TASK OBJECTIVE:
Select every line in the material below that contains the string "positive", and copy each one out.

SOURCE INFORMATION:
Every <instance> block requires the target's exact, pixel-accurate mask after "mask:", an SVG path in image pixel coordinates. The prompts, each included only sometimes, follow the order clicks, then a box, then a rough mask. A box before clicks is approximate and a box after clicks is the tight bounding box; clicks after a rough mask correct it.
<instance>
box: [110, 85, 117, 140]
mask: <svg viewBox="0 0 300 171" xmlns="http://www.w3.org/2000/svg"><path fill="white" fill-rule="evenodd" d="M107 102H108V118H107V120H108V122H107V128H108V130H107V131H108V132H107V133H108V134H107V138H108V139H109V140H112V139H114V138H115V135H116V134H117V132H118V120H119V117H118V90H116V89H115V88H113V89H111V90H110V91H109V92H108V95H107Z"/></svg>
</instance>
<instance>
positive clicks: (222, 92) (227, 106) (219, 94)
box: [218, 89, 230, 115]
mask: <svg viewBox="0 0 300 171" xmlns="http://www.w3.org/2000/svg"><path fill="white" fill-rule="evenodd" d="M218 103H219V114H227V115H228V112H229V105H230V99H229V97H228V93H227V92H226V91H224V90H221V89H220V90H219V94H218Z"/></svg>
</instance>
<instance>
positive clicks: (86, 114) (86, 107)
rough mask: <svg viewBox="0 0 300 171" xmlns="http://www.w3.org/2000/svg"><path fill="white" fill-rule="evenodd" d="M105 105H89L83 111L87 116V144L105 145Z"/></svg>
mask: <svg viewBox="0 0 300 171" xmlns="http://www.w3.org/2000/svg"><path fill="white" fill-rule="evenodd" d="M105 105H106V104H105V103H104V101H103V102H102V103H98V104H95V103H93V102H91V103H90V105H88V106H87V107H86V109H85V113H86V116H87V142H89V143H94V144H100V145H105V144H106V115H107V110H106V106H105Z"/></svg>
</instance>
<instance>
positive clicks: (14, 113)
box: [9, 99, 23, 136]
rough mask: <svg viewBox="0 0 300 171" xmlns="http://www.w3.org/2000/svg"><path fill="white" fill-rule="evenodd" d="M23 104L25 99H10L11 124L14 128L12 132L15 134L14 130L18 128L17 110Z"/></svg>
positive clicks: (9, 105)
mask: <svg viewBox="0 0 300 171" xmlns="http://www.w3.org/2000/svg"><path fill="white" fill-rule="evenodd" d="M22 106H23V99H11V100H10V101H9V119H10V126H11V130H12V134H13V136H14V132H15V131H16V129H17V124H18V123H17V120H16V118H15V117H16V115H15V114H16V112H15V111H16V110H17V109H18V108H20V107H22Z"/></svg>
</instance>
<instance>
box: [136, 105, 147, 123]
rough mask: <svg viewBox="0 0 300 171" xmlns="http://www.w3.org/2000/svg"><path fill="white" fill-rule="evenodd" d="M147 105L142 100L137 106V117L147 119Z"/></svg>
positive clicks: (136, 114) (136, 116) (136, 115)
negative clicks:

REPLY:
positive clicks: (222, 92) (227, 106) (219, 94)
positive clicks: (86, 114) (86, 107)
positive clicks: (14, 113)
positive clicks: (9, 105)
positive clicks: (136, 114) (136, 116) (136, 115)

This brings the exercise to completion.